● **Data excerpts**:

----------

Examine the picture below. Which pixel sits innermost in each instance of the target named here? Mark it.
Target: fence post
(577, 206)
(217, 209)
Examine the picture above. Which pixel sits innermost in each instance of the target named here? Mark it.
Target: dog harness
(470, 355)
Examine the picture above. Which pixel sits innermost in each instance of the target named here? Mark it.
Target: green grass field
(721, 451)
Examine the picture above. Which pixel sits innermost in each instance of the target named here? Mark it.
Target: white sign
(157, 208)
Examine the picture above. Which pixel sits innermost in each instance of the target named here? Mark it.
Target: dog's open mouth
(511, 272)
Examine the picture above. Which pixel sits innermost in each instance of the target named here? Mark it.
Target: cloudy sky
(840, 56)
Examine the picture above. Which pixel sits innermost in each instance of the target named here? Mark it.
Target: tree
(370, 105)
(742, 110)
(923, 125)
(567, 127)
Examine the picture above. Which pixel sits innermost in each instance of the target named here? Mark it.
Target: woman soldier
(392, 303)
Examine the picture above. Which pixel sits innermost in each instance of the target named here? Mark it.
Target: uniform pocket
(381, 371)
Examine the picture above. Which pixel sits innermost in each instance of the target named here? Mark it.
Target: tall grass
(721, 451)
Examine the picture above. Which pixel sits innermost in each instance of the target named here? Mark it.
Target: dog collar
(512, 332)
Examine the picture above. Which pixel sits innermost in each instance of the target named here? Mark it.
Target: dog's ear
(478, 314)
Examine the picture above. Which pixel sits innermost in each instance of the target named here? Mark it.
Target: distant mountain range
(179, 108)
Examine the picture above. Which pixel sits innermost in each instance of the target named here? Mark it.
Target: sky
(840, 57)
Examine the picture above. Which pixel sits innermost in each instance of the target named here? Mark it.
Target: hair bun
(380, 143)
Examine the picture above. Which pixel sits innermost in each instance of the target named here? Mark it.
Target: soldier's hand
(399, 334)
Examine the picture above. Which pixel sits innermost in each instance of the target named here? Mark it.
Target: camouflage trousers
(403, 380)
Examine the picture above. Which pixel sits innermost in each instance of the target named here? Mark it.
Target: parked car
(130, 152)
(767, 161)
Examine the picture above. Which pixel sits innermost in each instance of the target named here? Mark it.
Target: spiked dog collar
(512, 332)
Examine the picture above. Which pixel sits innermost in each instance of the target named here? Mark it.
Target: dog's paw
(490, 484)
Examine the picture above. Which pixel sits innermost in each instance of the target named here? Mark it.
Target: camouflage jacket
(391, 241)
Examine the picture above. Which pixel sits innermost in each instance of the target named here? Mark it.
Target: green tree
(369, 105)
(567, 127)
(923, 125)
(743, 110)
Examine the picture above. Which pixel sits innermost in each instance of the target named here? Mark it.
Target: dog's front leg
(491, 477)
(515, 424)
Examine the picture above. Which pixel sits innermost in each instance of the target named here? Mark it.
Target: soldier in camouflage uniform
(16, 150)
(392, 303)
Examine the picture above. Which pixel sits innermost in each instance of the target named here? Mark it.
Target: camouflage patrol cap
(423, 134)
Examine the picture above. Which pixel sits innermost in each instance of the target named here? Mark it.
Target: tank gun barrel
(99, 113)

----------

● **Task details**:
Return the records above in their entirety, exactly as they appear.

● **Output for this exercise**:
Examine the picture below. Which pixel sits innermost in each instance of the target named here? Mark it.
Target: fence post
(577, 206)
(217, 209)
Examine the picture above. Which pixel sits innermost in each instance of the target named here? Mark it.
Target: dog harness
(470, 355)
Examine the picture above. Which pixel sits innermost in each instance of the target named here? Mark it.
Target: green grass field
(721, 451)
Examine the picture above. Which pixel sits innermost in each instance of the target named here? Mark it.
Target: white sign
(157, 208)
Examine the picture above. Which pixel sits innermost in each instance of the target named here? Mark it.
Target: dog's open mouth
(511, 272)
Examine the picture above. Which pixel sits innermost in each instance of the target named here? Mark it.
Target: cloudy sky
(840, 56)
Examine the picture above. Which pixel sits innermost in each instance of the target named here? Mark it.
Target: tree
(370, 105)
(742, 110)
(923, 125)
(567, 127)
Examine the picture above. Which pixel sits innermost in each instance of the target named here? Mark it.
Target: woman soldier
(392, 303)
Examine the picture above. Which pixel sits innermost in each instance of the target named here? Mark it.
Target: uniform pocket
(381, 371)
Examine the picture above. Which pixel sits innermost in each instance of the target named here? Mark it.
Target: tall grass
(721, 451)
Examine the picture above. Which pixel sits innermost in each instance of the target named here? Mark it.
Target: dog collar
(512, 332)
Examine the picture above. Which pixel sits innermost in each instance of the target named here? Mark it.
Target: dog's ear
(478, 314)
Examine the picture above. Which pixel sits innermost in each instance of the target named here? Mark it.
Target: distant mountain range
(179, 108)
Examine the picture above. Which pixel sits innermost in each instance of the target named here? Mark it.
Target: sky
(840, 57)
Examine the picture above. Which pixel sits innermost in each instance of the target named here? Mark it.
Target: hair bun
(380, 143)
Examine the picture above. Which pixel sits innermost in each instance of the target named here? Mark it.
Target: soldier's hand
(399, 334)
Examine the picture above. Which pixel sits innermost in each instance of the target named here? Mark it.
Target: camouflage trousers
(403, 380)
Examine the picture above. Which pixel sits innermost in each instance of the target named here? Mark it.
Target: parked car
(130, 152)
(767, 161)
Examine the picture above. Which pixel sits innermost in each instance of the target named here? Mark it.
Target: spiked dog collar
(512, 332)
Examine the picture above. Which pixel sits innermost in each instance of the target named here? Mark it.
Target: dog's paw
(490, 484)
Examine the picture above. Which pixel sits innermost in each instance of the target named here? Mark it.
Target: camouflage jacket
(391, 241)
Examine the picture above. Which pixel sits innermost in each instance of the target named here? Mark it.
Target: green tree
(369, 105)
(567, 127)
(923, 125)
(743, 110)
Examine the picture above. Which pixel sits innermost in each instance of the target named here? Mark it.
Target: dog's front leg
(491, 477)
(515, 424)
Examine the picture above. Which pixel sits innermost in each instance of the target named here? Mark it.
Target: soldier in camouflage uniform
(16, 150)
(392, 303)
Examine the picture above. Which pixel sits innermost in each instance of the target named here? Mark it.
Target: camouflage patrol cap
(423, 134)
Examine the picture above. Which pixel sits innermost in each instance of the target named here? Mark it.
Target: tank gun barrel
(99, 113)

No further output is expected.